• _Task directions_
Copy the entries below line for line, changing nothing.

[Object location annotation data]
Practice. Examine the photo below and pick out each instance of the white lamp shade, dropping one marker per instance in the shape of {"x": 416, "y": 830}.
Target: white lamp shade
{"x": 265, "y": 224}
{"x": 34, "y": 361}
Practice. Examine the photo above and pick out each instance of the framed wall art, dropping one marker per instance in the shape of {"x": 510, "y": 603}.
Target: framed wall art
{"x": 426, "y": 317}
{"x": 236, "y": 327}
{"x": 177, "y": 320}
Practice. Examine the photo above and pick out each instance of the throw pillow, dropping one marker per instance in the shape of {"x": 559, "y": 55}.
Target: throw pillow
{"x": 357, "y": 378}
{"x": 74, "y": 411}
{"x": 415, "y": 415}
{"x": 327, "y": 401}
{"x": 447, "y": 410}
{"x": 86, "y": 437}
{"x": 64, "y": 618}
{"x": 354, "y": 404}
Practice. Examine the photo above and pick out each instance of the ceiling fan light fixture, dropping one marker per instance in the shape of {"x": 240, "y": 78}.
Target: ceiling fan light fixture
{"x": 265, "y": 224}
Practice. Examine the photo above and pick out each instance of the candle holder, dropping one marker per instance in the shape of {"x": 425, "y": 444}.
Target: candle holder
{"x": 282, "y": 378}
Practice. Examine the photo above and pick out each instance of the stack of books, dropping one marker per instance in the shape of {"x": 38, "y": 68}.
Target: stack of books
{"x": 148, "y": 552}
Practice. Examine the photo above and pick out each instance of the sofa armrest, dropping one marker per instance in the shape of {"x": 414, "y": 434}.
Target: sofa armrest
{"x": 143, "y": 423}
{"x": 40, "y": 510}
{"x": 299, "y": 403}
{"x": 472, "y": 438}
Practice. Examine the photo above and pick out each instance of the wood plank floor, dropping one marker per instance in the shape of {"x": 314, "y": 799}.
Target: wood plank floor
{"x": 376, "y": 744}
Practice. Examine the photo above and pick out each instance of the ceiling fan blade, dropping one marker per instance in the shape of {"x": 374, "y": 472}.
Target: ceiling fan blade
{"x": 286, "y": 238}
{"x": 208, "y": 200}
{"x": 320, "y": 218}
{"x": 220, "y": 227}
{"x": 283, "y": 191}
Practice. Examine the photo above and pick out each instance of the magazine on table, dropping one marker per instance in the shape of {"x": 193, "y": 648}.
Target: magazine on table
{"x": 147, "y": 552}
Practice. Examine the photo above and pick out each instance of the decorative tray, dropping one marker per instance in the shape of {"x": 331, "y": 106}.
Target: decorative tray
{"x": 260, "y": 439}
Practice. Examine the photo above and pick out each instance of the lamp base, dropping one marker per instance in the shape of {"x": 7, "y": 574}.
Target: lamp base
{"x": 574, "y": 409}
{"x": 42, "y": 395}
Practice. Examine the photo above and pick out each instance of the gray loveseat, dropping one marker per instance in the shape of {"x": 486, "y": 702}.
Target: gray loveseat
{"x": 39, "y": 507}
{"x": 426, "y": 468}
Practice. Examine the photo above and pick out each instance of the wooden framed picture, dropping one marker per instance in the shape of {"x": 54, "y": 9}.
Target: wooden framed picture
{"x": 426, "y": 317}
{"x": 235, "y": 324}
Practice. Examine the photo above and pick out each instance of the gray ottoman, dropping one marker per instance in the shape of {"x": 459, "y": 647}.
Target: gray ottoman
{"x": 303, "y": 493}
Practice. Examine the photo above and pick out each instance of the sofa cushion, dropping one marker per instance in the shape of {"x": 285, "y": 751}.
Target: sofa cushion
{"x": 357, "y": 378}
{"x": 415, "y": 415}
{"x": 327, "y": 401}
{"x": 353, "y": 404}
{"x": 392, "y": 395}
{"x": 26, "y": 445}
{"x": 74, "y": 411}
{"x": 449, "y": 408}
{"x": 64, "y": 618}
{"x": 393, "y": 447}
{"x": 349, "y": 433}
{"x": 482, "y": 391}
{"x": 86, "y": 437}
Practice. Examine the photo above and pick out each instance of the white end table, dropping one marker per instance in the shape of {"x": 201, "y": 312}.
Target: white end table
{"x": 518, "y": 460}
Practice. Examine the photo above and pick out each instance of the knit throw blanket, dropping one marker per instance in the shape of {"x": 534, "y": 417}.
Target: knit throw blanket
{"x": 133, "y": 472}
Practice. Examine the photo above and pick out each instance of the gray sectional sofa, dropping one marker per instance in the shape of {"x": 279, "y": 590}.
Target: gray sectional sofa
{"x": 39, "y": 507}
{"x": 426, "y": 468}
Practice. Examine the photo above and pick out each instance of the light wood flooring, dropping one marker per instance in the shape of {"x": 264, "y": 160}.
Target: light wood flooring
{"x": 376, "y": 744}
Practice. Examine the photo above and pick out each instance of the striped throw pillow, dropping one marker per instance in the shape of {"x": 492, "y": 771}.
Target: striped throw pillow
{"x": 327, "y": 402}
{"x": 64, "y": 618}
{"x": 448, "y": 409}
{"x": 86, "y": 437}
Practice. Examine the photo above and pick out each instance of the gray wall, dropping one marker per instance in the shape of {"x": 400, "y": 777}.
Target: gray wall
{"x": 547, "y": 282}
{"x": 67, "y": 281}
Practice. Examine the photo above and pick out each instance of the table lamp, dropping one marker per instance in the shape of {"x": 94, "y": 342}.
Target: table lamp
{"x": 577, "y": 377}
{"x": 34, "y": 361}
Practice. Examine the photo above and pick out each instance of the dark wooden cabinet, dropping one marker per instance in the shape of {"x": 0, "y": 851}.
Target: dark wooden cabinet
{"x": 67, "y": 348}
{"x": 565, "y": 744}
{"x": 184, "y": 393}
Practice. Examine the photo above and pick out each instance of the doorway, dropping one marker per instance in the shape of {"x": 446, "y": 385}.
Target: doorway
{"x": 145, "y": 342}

• _Answer to this task_
Practice. Examine the photo below and pick out each instance of the white lamp shade, dropping one marker per instance in the shape of {"x": 416, "y": 830}.
Target: white lamp shade
{"x": 265, "y": 224}
{"x": 34, "y": 361}
Practice. Examine the photo above and pick out each instance of the framed wall art, dropping one marker per instance in the shape of {"x": 510, "y": 603}.
Target: framed wall art
{"x": 426, "y": 317}
{"x": 236, "y": 327}
{"x": 177, "y": 320}
Practice. Examine the photo above and pick out each instance of the throw pillow, dropping one marker per instance in the shape of {"x": 559, "y": 55}.
Target: throw pillow
{"x": 357, "y": 378}
{"x": 74, "y": 411}
{"x": 415, "y": 415}
{"x": 327, "y": 401}
{"x": 447, "y": 410}
{"x": 86, "y": 437}
{"x": 64, "y": 618}
{"x": 354, "y": 404}
Practice. Examine the photo above and pick out each instance of the ceiling fan light fixture, dropping one marker per instance in the shape of {"x": 240, "y": 78}.
Target: ceiling fan light fixture
{"x": 265, "y": 224}
Practice. Examine the photo above and pick out each instance of the candle holder, dropping one marker per instance in the shape of {"x": 425, "y": 444}.
Target: candle holder
{"x": 282, "y": 378}
Practice. Examine the photo above and pick out each instance of the stack of books, dropping one marker per instance in the shape of {"x": 38, "y": 68}.
Target: stack of books
{"x": 148, "y": 552}
Practice. Examine the photo above and pick out each instance of the sofa armrest, dropping one marker per instance in the shape of {"x": 414, "y": 434}.
Target: sofa armrest
{"x": 143, "y": 423}
{"x": 40, "y": 510}
{"x": 299, "y": 403}
{"x": 472, "y": 438}
Practice. Examine the photo above and pick out each instance of the wood plank floor, dropping one marker per instance in the shape of {"x": 314, "y": 799}.
Target: wood plank floor
{"x": 376, "y": 744}
Practice. Examine the photo above and pick out each instance of the ceiling fan blade, dropping one marker per instance in the shape of {"x": 374, "y": 472}.
Target: ceiling fan blade
{"x": 286, "y": 238}
{"x": 208, "y": 200}
{"x": 320, "y": 218}
{"x": 220, "y": 227}
{"x": 283, "y": 191}
Practice. Examine the photo above and pick out each instance of the magazine on table, dropping one marker per instance in the shape of {"x": 193, "y": 648}.
Target: magazine on table
{"x": 147, "y": 552}
Practice. Examine the photo above and pick out each instance of the decorative tray, dropping one marker per instance in the shape of {"x": 331, "y": 106}.
Target: decorative tray
{"x": 260, "y": 439}
Practice. Examine the photo above and pick out each instance of the lamp base, dropping one marker per instance in the shape of {"x": 7, "y": 574}.
Target: lamp base
{"x": 574, "y": 409}
{"x": 42, "y": 395}
Practice. Examine the photo above and pick out each instance of the gray loveseat, dropping one marker per instance in the shape of {"x": 486, "y": 702}.
Target: gray loveseat
{"x": 39, "y": 507}
{"x": 426, "y": 468}
Practice. Examine the photo above and pick out each instance of the wooden framed picture, dropping one marker per instance in the shape of {"x": 54, "y": 9}.
Target: wooden framed picture
{"x": 426, "y": 317}
{"x": 235, "y": 324}
Practice. Examine the photo above and pick out each instance of the gray ottoman, dropping one marker per instance in the shape of {"x": 459, "y": 647}.
Target: gray ottoman
{"x": 303, "y": 493}
Practice. Examine the photo above and pick out each instance of the sofa cushion, dropping one marker per instance in the shape of {"x": 285, "y": 751}.
Target: sofa cushion
{"x": 357, "y": 378}
{"x": 415, "y": 415}
{"x": 327, "y": 401}
{"x": 353, "y": 404}
{"x": 392, "y": 395}
{"x": 26, "y": 445}
{"x": 74, "y": 411}
{"x": 449, "y": 408}
{"x": 64, "y": 618}
{"x": 393, "y": 447}
{"x": 349, "y": 433}
{"x": 482, "y": 391}
{"x": 86, "y": 437}
Practice. Examine the photo above and pick out each instance of the white end table, dropping one marker per instance in the shape of {"x": 201, "y": 312}.
Target: white end table
{"x": 518, "y": 460}
Practice. Examine the photo above and pick out each instance of the knit throw blanket, dropping one marker per instance in the shape of {"x": 534, "y": 417}.
Target: knit throw blanket
{"x": 133, "y": 472}
Practice. Examine the photo above and pick out each instance of the gray sectional sofa, dropping one marker per instance in the shape of {"x": 279, "y": 590}.
Target: gray sectional sofa
{"x": 39, "y": 507}
{"x": 426, "y": 468}
Practice. Examine the photo above and pick out each instance of the light wood flooring, dropping one marker per instance in the shape of {"x": 264, "y": 160}.
Target: light wood flooring
{"x": 376, "y": 744}
Practice. Examine the photo above and pick out each instance of the striped throw pillow, dropping one marker per instance in the shape of {"x": 492, "y": 771}.
Target: striped throw pillow
{"x": 327, "y": 402}
{"x": 64, "y": 618}
{"x": 448, "y": 409}
{"x": 86, "y": 437}
Practice. Examine the photo above and pick out each instance of the gray wall, dropping one marker per instance in the shape of {"x": 400, "y": 777}.
Target: gray wall
{"x": 547, "y": 282}
{"x": 67, "y": 281}
Practice. Examine the photo above and pick out each instance of the table lamp, dropping one marker per instance in the shape of {"x": 94, "y": 342}.
Target: table lamp
{"x": 577, "y": 377}
{"x": 34, "y": 361}
Practice. Examine the photo above and pick out each instance of the dark wooden cabinet, dropping one marker per instance in the shape of {"x": 0, "y": 851}.
Target: dark wooden cabinet
{"x": 67, "y": 348}
{"x": 565, "y": 744}
{"x": 184, "y": 393}
Practice. Examine the photo above and pick out each instance of the doorway, dropping one marker per instance in the shape of {"x": 446, "y": 385}.
Target: doorway
{"x": 145, "y": 342}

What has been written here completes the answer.